## Your objective
Every record here should be printed again exactly.

A block of data:

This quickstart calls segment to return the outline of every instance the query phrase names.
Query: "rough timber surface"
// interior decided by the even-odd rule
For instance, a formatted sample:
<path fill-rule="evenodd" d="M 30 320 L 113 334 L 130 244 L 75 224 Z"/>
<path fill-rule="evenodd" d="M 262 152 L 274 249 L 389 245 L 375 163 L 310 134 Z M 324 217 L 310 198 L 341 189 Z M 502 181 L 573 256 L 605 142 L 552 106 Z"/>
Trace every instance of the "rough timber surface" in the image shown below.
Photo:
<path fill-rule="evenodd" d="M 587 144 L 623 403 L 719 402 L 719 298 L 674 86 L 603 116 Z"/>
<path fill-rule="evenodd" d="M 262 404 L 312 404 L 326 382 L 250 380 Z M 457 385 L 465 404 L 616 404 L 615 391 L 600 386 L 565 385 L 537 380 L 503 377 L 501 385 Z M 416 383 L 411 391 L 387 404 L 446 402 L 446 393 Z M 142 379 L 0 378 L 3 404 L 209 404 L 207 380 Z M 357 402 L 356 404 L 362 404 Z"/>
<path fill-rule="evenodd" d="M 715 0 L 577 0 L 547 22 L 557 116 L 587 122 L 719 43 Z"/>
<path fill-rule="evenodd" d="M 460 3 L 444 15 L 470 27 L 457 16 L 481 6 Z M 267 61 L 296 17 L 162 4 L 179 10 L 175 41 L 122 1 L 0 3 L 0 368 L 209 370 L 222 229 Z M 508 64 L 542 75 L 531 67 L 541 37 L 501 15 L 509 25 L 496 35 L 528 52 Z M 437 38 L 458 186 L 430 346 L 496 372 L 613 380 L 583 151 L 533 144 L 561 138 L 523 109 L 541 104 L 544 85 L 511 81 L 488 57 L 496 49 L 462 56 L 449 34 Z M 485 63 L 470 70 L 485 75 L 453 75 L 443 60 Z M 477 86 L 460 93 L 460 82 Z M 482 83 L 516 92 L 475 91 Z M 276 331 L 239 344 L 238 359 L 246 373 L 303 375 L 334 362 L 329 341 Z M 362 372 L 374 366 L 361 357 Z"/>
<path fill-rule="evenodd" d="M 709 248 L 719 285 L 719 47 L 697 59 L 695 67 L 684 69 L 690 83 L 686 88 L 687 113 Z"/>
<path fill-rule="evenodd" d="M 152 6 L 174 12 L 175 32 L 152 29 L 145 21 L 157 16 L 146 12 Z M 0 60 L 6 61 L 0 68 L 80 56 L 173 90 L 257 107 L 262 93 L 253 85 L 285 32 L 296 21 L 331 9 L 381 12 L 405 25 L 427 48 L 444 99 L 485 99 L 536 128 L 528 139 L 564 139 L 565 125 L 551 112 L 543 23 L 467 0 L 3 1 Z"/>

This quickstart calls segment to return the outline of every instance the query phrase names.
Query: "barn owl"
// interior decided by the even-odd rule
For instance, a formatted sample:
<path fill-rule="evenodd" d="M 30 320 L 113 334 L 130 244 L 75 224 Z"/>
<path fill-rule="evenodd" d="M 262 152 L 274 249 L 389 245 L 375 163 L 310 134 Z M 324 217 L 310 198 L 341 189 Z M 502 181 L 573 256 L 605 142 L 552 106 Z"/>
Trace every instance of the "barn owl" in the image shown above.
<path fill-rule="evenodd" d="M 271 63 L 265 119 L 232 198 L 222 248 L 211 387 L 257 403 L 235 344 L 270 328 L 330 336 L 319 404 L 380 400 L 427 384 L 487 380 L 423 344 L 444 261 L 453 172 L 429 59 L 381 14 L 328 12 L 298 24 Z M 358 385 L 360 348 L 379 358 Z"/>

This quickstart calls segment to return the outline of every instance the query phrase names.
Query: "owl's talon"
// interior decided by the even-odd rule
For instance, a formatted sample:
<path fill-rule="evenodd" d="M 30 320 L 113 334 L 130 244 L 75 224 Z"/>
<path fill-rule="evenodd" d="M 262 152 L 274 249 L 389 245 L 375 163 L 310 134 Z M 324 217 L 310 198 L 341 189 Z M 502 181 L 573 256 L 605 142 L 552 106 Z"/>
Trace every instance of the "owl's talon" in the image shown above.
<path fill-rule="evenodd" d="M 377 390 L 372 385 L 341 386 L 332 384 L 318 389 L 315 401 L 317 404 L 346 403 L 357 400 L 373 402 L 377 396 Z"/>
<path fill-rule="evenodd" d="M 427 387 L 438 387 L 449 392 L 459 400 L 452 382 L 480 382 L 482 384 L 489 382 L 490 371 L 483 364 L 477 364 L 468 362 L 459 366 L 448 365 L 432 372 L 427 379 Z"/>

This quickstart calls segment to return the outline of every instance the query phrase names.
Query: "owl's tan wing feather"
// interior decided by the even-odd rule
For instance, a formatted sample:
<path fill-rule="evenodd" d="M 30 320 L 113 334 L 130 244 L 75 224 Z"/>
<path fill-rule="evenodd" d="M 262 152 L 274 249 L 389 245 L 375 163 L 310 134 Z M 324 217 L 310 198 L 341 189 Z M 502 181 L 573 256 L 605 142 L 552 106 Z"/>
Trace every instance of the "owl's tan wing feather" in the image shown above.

## Task response
This quickstart calls segment to return the outline of every instance the query phrase names.
Query: "rough timber surface"
// interior decided by the even-odd rule
For instance, a formatted sample:
<path fill-rule="evenodd" d="M 30 320 L 113 334 L 130 244 L 75 224 Z"/>
<path fill-rule="evenodd" d="M 262 152 L 274 249 L 389 245 L 375 163 L 310 134 Z M 324 217 L 310 198 L 341 189 Z M 502 181 L 573 256 L 605 142 L 552 106 Z"/>
Trace every instance of the "rough timber surface" in the image shown below.
Photo:
<path fill-rule="evenodd" d="M 587 144 L 623 403 L 719 402 L 719 298 L 674 86 L 603 116 Z"/>
<path fill-rule="evenodd" d="M 262 404 L 312 404 L 326 382 L 250 380 Z M 457 385 L 465 404 L 616 404 L 615 391 L 600 386 L 565 385 L 537 380 L 503 377 L 501 385 Z M 416 383 L 411 391 L 387 404 L 446 402 L 446 393 Z M 142 379 L 0 378 L 3 404 L 209 404 L 207 380 Z M 357 402 L 356 404 L 362 404 Z"/>
<path fill-rule="evenodd" d="M 715 0 L 577 0 L 547 22 L 557 116 L 587 122 L 719 43 Z"/>
<path fill-rule="evenodd" d="M 460 3 L 444 15 L 470 27 L 457 16 L 481 6 Z M 267 61 L 296 17 L 162 4 L 179 10 L 175 41 L 122 1 L 0 3 L 0 368 L 209 370 L 222 229 Z M 508 64 L 542 75 L 531 67 L 541 37 L 501 15 L 509 25 L 496 35 L 528 52 Z M 437 38 L 458 186 L 430 346 L 496 372 L 613 380 L 583 151 L 533 144 L 561 138 L 523 109 L 541 104 L 544 85 L 511 81 L 488 57 L 496 49 L 462 56 L 449 34 Z M 485 63 L 470 70 L 485 75 L 453 75 L 443 60 Z M 477 86 L 460 93 L 460 82 Z M 482 83 L 516 92 L 475 91 Z M 276 331 L 239 344 L 238 359 L 246 373 L 303 375 L 334 362 L 329 341 Z M 362 372 L 374 366 L 361 357 Z"/>
<path fill-rule="evenodd" d="M 709 248 L 719 285 L 719 47 L 697 59 L 695 67 L 684 69 L 690 83 L 686 88 L 687 113 Z"/>
<path fill-rule="evenodd" d="M 152 6 L 174 12 L 175 32 L 152 29 L 145 21 L 157 16 L 146 12 Z M 0 60 L 6 61 L 0 68 L 80 56 L 173 90 L 257 107 L 262 93 L 253 85 L 285 32 L 296 21 L 331 9 L 381 12 L 405 25 L 427 48 L 444 99 L 485 99 L 536 128 L 528 139 L 564 139 L 565 125 L 551 112 L 543 23 L 467 0 L 3 1 Z"/>

This quickstart calls segment to return the outline of every instance the query phrase names.
Query: "barn owl"
// interior decided by the even-odd rule
For instance, a formatted sample:
<path fill-rule="evenodd" d="M 30 320 L 113 334 L 130 244 L 75 224 Z"/>
<path fill-rule="evenodd" d="M 262 152 L 274 249 L 389 245 L 375 163 L 310 134 Z M 324 217 L 310 198 L 341 189 Z M 502 181 L 573 256 L 605 142 L 552 106 Z"/>
Trace every instance of the "barn owl" in the image shown above.
<path fill-rule="evenodd" d="M 271 63 L 265 119 L 232 198 L 222 248 L 211 387 L 257 403 L 235 344 L 270 328 L 330 336 L 319 404 L 380 400 L 427 384 L 487 380 L 423 344 L 444 261 L 453 172 L 429 59 L 381 14 L 328 12 L 298 24 Z M 358 385 L 360 348 L 379 358 Z"/>

This quickstart calls segment to return the outline of every instance the query phrase names.
Query: "owl's talon"
// interior decided by the even-odd rule
For instance, a formatted sample:
<path fill-rule="evenodd" d="M 30 320 L 113 334 L 130 244 L 75 224 Z"/>
<path fill-rule="evenodd" d="M 262 152 L 274 249 L 389 245 L 375 163 L 310 134 Z M 324 217 L 310 198 L 341 189 Z M 502 181 L 573 256 L 605 142 L 552 106 Z"/>
Trace every instance of the "owl's talon" in the image shown above.
<path fill-rule="evenodd" d="M 377 390 L 372 385 L 341 386 L 332 384 L 318 389 L 315 401 L 317 404 L 346 403 L 357 400 L 373 402 L 377 396 Z"/>
<path fill-rule="evenodd" d="M 427 387 L 438 387 L 449 392 L 459 400 L 452 382 L 480 382 L 482 384 L 489 382 L 490 371 L 483 364 L 477 364 L 468 362 L 459 366 L 448 365 L 432 372 L 427 379 Z"/>

This quickstart calls segment to return the outline of every instance the query phrase names.
Query: "owl's tan wing feather"
// interior decided by the even-odd rule
For instance, a formatted sample:
<path fill-rule="evenodd" d="M 30 320 L 113 334 L 130 244 L 75 224 Z"/>
<path fill-rule="evenodd" d="M 262 152 L 274 249 L 389 245 L 375 163 L 310 134 Z M 324 217 L 310 198 L 341 189 Z M 502 181 L 573 256 L 605 142 L 552 106 Z"/>
Trace every instance of the "owl's tan wing feather" in the image shown above.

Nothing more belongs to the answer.